= Task prompt =
Your answer should be the full set of records, printed exactly as they stand.

Records for this task section start

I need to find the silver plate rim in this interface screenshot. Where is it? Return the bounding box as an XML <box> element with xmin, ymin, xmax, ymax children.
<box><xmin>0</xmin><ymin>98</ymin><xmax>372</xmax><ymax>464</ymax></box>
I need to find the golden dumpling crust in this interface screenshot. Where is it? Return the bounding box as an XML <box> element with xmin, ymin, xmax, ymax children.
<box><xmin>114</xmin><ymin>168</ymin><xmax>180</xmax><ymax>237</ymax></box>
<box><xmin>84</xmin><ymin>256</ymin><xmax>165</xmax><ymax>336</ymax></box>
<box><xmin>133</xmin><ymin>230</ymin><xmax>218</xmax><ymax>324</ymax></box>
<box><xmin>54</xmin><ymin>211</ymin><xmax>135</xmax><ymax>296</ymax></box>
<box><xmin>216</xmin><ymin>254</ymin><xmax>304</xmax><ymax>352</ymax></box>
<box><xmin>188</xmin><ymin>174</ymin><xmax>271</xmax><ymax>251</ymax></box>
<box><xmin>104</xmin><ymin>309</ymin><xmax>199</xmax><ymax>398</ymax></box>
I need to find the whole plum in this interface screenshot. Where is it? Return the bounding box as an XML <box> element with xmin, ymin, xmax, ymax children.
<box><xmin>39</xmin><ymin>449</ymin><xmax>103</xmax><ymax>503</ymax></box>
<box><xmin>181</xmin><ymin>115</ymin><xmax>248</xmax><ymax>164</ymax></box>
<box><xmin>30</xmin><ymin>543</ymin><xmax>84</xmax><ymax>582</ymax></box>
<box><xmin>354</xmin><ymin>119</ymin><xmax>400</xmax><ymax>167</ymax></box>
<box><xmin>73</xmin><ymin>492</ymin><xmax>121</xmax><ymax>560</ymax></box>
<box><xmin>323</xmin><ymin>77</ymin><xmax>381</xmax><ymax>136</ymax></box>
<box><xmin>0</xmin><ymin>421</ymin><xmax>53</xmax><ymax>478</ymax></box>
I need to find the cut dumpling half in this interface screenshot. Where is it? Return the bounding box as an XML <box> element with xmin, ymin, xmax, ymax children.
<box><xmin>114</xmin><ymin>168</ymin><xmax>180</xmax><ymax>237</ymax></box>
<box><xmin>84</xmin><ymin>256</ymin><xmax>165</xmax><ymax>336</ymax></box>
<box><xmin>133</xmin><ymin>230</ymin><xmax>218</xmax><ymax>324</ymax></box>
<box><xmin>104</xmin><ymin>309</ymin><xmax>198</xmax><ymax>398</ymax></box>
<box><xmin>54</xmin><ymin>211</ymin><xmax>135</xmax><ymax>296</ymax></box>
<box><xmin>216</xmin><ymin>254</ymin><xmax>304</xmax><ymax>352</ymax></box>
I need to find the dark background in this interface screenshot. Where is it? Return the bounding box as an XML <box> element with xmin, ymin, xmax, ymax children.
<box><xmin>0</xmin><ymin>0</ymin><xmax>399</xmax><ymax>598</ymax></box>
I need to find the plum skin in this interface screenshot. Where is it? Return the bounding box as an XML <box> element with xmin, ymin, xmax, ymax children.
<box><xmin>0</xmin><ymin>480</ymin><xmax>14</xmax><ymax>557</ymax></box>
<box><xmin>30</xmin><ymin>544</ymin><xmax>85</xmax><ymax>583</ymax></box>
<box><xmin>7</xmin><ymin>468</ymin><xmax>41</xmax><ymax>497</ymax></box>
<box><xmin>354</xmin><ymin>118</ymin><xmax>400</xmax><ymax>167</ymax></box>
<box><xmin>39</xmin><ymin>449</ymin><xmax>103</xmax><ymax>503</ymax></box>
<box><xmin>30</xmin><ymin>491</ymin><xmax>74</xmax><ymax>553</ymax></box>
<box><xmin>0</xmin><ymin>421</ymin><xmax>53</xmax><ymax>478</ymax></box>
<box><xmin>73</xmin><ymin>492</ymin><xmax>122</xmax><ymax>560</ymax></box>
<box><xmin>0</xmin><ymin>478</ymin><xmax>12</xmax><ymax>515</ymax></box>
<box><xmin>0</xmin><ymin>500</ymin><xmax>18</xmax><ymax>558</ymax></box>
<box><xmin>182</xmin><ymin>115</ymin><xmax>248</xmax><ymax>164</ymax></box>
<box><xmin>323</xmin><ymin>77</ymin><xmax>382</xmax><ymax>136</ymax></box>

Records for this task section end

= Response box =
I need to find the silver plate rim in this interface screenshot. Where is it? Return the bounding box as an XML <box> element with xmin, ymin, xmax, ymax children.
<box><xmin>0</xmin><ymin>98</ymin><xmax>372</xmax><ymax>464</ymax></box>
I need to find the golden dumpling crust in this interface screenshot. Where is it? Return the bounding box as an XML <box> element with xmin, ymin, xmax, ymax children.
<box><xmin>114</xmin><ymin>168</ymin><xmax>180</xmax><ymax>237</ymax></box>
<box><xmin>84</xmin><ymin>256</ymin><xmax>165</xmax><ymax>336</ymax></box>
<box><xmin>133</xmin><ymin>230</ymin><xmax>218</xmax><ymax>324</ymax></box>
<box><xmin>54</xmin><ymin>211</ymin><xmax>135</xmax><ymax>296</ymax></box>
<box><xmin>216</xmin><ymin>254</ymin><xmax>304</xmax><ymax>352</ymax></box>
<box><xmin>188</xmin><ymin>174</ymin><xmax>271</xmax><ymax>251</ymax></box>
<box><xmin>104</xmin><ymin>309</ymin><xmax>199</xmax><ymax>398</ymax></box>
I need to find the whole plum in this interface screenshot. Where is it? Return the bounding box as an XML <box> element with xmin, ymin, xmax, ymax children.
<box><xmin>39</xmin><ymin>449</ymin><xmax>103</xmax><ymax>503</ymax></box>
<box><xmin>181</xmin><ymin>115</ymin><xmax>248</xmax><ymax>164</ymax></box>
<box><xmin>30</xmin><ymin>543</ymin><xmax>84</xmax><ymax>582</ymax></box>
<box><xmin>354</xmin><ymin>119</ymin><xmax>400</xmax><ymax>167</ymax></box>
<box><xmin>73</xmin><ymin>492</ymin><xmax>121</xmax><ymax>560</ymax></box>
<box><xmin>323</xmin><ymin>77</ymin><xmax>381</xmax><ymax>136</ymax></box>
<box><xmin>0</xmin><ymin>421</ymin><xmax>53</xmax><ymax>478</ymax></box>
I need to find the cut dumpling half in this interface screenshot. Where is it? Return the bounding box as an XML <box> element with xmin, ymin, xmax, ymax children.
<box><xmin>114</xmin><ymin>168</ymin><xmax>180</xmax><ymax>237</ymax></box>
<box><xmin>84</xmin><ymin>256</ymin><xmax>165</xmax><ymax>336</ymax></box>
<box><xmin>133</xmin><ymin>230</ymin><xmax>218</xmax><ymax>324</ymax></box>
<box><xmin>104</xmin><ymin>309</ymin><xmax>198</xmax><ymax>398</ymax></box>
<box><xmin>54</xmin><ymin>211</ymin><xmax>135</xmax><ymax>296</ymax></box>
<box><xmin>216</xmin><ymin>254</ymin><xmax>304</xmax><ymax>352</ymax></box>
I need to find the dark background in this interface screenshot. Where is it? Return the bounding box as an XML <box> element with xmin, ymin, xmax, ymax children.
<box><xmin>0</xmin><ymin>0</ymin><xmax>399</xmax><ymax>598</ymax></box>
I need to find the plum skin in this interface screenshot. Where is it? Return the bounding box as an XML <box> element with xmin, ymin, xmax, ymax children.
<box><xmin>0</xmin><ymin>480</ymin><xmax>14</xmax><ymax>557</ymax></box>
<box><xmin>30</xmin><ymin>544</ymin><xmax>85</xmax><ymax>583</ymax></box>
<box><xmin>7</xmin><ymin>468</ymin><xmax>41</xmax><ymax>497</ymax></box>
<box><xmin>354</xmin><ymin>118</ymin><xmax>400</xmax><ymax>167</ymax></box>
<box><xmin>39</xmin><ymin>449</ymin><xmax>103</xmax><ymax>503</ymax></box>
<box><xmin>30</xmin><ymin>491</ymin><xmax>74</xmax><ymax>553</ymax></box>
<box><xmin>0</xmin><ymin>421</ymin><xmax>53</xmax><ymax>478</ymax></box>
<box><xmin>73</xmin><ymin>492</ymin><xmax>122</xmax><ymax>560</ymax></box>
<box><xmin>0</xmin><ymin>478</ymin><xmax>12</xmax><ymax>515</ymax></box>
<box><xmin>0</xmin><ymin>500</ymin><xmax>18</xmax><ymax>558</ymax></box>
<box><xmin>182</xmin><ymin>115</ymin><xmax>248</xmax><ymax>164</ymax></box>
<box><xmin>323</xmin><ymin>77</ymin><xmax>382</xmax><ymax>136</ymax></box>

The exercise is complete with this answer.